What the exercise asks: Could the lines from the one with "of the left" through the end of the listing be restated exactly, with nothing else included?

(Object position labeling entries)

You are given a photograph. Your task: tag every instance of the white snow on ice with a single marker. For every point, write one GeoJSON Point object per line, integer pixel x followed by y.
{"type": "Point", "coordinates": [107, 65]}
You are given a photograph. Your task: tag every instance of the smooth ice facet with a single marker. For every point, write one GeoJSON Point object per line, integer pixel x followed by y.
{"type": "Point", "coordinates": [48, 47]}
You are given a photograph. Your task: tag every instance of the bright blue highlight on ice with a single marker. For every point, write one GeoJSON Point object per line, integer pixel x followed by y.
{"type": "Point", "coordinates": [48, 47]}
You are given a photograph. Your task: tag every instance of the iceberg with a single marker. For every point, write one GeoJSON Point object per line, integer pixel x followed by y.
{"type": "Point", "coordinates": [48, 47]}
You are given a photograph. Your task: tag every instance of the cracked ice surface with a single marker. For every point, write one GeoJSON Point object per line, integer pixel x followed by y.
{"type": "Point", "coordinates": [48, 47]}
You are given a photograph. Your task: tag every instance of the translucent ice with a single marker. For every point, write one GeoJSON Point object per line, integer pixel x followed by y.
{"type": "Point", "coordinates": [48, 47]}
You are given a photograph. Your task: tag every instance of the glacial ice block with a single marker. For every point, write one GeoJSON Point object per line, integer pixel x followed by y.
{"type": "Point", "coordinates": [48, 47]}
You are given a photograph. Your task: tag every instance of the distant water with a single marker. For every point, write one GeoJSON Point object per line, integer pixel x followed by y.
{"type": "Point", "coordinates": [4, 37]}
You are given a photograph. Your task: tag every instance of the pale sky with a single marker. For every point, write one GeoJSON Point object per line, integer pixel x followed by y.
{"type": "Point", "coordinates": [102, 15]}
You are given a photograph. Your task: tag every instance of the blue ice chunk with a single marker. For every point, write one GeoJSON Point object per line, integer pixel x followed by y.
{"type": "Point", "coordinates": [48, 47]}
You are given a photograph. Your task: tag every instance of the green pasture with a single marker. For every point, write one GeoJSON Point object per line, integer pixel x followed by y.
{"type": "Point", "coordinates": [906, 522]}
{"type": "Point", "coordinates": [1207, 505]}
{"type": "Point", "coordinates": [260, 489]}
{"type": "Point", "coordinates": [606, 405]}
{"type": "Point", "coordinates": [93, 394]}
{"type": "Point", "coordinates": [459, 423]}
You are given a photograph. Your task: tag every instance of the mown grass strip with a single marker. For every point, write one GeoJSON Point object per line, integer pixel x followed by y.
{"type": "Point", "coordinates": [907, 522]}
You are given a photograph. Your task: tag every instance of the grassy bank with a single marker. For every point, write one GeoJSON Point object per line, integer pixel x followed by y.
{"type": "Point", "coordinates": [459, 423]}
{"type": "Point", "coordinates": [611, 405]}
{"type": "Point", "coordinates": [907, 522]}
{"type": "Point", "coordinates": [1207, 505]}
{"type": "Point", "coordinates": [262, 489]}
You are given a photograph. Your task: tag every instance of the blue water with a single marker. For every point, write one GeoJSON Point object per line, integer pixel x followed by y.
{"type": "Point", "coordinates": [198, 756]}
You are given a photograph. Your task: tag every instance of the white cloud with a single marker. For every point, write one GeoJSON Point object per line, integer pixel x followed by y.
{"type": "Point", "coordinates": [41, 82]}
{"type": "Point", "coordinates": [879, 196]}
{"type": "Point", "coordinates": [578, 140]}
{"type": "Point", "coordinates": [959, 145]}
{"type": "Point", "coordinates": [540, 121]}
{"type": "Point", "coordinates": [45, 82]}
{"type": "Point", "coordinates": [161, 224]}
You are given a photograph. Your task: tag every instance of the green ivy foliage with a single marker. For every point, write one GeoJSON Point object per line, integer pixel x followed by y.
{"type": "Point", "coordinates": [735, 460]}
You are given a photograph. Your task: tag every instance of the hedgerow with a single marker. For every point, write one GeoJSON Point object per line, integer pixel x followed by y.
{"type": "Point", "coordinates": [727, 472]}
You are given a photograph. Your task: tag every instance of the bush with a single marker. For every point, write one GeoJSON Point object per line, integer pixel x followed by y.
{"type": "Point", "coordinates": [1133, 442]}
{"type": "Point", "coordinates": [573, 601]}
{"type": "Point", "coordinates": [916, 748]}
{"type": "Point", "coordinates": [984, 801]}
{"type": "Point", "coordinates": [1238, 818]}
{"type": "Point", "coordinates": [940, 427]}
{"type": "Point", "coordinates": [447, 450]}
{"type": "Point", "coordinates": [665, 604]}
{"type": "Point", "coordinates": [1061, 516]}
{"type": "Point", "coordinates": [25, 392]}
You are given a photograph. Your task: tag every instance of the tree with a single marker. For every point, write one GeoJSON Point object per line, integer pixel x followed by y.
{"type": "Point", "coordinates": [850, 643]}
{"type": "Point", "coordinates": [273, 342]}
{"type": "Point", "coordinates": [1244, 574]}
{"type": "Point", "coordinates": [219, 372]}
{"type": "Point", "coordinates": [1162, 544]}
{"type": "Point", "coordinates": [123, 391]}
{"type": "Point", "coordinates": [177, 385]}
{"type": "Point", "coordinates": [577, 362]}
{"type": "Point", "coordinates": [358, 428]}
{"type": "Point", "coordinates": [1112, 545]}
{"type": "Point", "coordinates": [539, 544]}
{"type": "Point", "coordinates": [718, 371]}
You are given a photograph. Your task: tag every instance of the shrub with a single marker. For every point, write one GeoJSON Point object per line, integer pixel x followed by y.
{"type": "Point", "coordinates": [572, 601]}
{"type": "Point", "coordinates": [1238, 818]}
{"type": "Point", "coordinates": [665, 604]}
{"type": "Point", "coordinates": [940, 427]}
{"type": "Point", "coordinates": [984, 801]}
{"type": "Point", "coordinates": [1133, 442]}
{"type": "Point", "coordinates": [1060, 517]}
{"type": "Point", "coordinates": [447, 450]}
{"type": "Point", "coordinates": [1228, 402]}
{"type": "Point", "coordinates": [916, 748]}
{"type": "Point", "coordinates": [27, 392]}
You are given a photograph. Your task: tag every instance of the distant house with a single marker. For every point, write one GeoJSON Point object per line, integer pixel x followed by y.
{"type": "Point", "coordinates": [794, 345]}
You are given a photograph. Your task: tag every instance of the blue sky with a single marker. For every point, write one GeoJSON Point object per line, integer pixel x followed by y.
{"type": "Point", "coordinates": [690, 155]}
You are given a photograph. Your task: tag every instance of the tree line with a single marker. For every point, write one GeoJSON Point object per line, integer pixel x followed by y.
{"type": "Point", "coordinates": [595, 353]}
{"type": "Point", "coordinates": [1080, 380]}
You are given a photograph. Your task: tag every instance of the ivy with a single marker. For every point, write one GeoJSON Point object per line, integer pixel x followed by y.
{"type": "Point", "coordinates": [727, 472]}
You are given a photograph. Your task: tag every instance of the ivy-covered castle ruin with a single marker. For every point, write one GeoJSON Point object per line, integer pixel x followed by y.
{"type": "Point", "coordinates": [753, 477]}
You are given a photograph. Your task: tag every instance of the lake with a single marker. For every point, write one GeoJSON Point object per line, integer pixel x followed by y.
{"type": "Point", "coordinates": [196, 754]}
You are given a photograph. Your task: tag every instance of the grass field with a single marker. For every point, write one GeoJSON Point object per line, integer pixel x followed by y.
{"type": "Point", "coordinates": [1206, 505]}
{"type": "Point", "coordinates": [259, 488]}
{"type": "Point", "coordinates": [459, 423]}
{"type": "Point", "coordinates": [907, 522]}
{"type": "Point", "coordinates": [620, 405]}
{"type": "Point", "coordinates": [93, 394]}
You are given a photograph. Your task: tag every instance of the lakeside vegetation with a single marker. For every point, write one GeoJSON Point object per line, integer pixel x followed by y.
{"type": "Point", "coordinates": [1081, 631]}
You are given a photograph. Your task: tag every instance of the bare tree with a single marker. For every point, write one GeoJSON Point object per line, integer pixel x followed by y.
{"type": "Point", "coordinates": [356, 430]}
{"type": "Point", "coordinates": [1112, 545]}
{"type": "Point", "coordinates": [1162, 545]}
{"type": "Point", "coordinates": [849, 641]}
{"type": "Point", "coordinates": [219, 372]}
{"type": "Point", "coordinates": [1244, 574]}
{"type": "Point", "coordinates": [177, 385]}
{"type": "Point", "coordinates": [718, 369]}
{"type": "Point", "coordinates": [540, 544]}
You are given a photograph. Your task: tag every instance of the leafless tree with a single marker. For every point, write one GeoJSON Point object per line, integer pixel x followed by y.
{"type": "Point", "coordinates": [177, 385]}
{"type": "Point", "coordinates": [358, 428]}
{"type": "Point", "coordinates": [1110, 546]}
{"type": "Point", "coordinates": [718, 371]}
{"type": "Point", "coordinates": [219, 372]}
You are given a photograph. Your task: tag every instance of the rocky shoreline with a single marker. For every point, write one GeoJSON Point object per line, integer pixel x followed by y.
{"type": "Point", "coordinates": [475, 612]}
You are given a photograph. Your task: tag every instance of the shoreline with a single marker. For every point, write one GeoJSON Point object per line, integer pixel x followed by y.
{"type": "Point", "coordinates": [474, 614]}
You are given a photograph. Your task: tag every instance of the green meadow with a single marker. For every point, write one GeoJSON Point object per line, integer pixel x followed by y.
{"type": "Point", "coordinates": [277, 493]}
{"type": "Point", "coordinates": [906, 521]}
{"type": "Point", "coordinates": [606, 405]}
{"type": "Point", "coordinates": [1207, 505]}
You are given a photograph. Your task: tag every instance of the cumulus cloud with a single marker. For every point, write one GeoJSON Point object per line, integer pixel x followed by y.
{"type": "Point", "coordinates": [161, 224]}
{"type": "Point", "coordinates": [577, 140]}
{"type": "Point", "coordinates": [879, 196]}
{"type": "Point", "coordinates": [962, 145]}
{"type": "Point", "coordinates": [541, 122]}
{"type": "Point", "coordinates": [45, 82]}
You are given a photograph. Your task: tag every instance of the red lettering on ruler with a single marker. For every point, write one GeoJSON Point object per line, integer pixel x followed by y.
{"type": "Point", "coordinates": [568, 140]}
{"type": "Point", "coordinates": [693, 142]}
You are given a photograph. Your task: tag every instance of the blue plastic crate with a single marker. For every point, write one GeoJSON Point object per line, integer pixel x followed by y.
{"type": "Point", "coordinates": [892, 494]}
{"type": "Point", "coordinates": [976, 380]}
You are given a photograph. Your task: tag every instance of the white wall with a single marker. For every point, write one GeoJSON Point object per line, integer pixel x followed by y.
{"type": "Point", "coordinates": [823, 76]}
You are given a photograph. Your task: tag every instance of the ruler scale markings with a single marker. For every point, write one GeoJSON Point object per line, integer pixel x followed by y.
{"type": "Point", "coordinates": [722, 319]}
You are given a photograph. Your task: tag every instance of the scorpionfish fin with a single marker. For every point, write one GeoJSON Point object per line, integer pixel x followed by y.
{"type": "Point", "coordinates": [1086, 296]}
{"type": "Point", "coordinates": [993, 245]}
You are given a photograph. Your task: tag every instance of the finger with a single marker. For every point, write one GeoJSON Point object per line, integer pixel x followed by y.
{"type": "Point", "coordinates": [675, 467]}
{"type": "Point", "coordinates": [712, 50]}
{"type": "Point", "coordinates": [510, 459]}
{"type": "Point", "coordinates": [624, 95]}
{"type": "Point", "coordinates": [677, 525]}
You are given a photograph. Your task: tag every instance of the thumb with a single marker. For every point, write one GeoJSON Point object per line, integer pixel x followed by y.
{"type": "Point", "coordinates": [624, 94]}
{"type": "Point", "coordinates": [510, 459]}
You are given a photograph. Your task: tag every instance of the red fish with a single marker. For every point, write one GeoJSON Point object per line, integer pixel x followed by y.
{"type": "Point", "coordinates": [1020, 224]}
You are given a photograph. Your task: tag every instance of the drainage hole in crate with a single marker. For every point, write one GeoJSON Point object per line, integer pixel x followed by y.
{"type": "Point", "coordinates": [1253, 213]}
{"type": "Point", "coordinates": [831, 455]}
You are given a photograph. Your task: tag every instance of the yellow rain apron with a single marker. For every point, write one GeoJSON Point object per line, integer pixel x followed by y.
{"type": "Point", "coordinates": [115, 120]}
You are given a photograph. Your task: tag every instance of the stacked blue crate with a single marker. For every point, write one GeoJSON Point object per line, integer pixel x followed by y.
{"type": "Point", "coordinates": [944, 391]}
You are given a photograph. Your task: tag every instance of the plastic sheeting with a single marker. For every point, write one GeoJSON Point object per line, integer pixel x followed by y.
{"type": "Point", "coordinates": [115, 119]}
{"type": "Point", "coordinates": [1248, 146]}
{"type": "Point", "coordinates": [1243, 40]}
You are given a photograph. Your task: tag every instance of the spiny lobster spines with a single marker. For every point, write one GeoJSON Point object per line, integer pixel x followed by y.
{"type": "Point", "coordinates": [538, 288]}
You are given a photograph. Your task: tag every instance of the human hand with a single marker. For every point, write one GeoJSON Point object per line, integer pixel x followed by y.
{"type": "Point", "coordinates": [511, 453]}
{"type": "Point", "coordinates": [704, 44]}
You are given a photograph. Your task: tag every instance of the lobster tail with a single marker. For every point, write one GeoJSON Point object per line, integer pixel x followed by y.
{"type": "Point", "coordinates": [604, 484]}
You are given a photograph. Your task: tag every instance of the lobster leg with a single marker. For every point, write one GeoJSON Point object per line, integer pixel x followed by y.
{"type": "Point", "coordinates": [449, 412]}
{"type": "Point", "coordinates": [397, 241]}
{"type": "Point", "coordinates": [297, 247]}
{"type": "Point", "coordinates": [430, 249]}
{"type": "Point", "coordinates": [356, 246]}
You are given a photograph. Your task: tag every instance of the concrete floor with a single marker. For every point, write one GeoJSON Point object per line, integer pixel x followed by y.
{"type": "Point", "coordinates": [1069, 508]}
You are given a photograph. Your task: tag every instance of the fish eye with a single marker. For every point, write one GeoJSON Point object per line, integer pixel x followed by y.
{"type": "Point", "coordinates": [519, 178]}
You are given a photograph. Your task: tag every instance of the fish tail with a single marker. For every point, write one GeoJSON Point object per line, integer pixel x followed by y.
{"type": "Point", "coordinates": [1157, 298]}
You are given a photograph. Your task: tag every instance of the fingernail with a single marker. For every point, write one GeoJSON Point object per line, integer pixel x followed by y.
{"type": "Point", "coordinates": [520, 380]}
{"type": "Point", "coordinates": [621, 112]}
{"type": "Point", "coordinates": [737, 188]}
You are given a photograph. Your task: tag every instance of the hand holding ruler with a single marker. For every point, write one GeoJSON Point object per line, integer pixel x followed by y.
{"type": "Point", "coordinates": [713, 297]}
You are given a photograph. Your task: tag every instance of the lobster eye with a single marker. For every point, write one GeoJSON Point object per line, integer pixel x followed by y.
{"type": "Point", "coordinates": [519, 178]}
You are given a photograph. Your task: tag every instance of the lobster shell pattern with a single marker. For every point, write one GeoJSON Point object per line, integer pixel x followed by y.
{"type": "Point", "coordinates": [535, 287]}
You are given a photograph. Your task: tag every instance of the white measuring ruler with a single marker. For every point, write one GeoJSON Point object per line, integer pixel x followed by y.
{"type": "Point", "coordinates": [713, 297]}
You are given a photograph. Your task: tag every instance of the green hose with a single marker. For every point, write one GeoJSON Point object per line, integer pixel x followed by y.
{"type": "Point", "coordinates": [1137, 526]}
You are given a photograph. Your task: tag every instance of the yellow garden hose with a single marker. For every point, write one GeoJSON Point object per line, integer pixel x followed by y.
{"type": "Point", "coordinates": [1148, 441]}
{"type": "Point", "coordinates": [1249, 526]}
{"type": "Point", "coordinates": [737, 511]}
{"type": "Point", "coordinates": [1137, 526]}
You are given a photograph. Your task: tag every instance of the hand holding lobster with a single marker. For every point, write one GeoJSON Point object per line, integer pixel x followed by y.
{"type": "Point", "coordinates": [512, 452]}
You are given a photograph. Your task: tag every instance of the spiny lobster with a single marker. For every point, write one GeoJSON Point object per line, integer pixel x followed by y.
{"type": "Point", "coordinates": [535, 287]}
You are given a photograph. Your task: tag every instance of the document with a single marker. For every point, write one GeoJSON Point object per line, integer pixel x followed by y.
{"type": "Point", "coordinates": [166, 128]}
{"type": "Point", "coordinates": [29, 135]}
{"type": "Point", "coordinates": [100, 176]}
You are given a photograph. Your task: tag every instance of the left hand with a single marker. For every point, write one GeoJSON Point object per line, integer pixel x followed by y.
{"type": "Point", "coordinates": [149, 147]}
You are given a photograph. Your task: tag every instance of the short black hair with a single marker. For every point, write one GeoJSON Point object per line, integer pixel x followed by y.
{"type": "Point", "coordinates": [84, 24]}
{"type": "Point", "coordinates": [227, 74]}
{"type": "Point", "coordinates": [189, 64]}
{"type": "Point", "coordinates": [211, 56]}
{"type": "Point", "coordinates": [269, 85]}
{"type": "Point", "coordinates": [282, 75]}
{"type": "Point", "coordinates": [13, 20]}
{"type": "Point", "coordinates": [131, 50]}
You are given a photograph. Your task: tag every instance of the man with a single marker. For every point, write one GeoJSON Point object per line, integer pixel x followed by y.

The completed task:
You are given a photograph. Your task: tag every instance of the left hand with a single marker. For every point, write one GeoJSON Point object per line, integer pixel x followed by y.
{"type": "Point", "coordinates": [149, 147]}
You are given a photograph. Your task: tag every instance of the short black hair with a single marker. For every point, write one GeoJSON Point object per line, integer pixel x followed by y.
{"type": "Point", "coordinates": [84, 24]}
{"type": "Point", "coordinates": [227, 74]}
{"type": "Point", "coordinates": [189, 64]}
{"type": "Point", "coordinates": [211, 56]}
{"type": "Point", "coordinates": [269, 85]}
{"type": "Point", "coordinates": [282, 75]}
{"type": "Point", "coordinates": [13, 20]}
{"type": "Point", "coordinates": [131, 50]}
You are given a photograph. Your task: tag every instance of the man with a single marker. For every point, write one GeoJSON Point object per line, integer pixel x followed by y.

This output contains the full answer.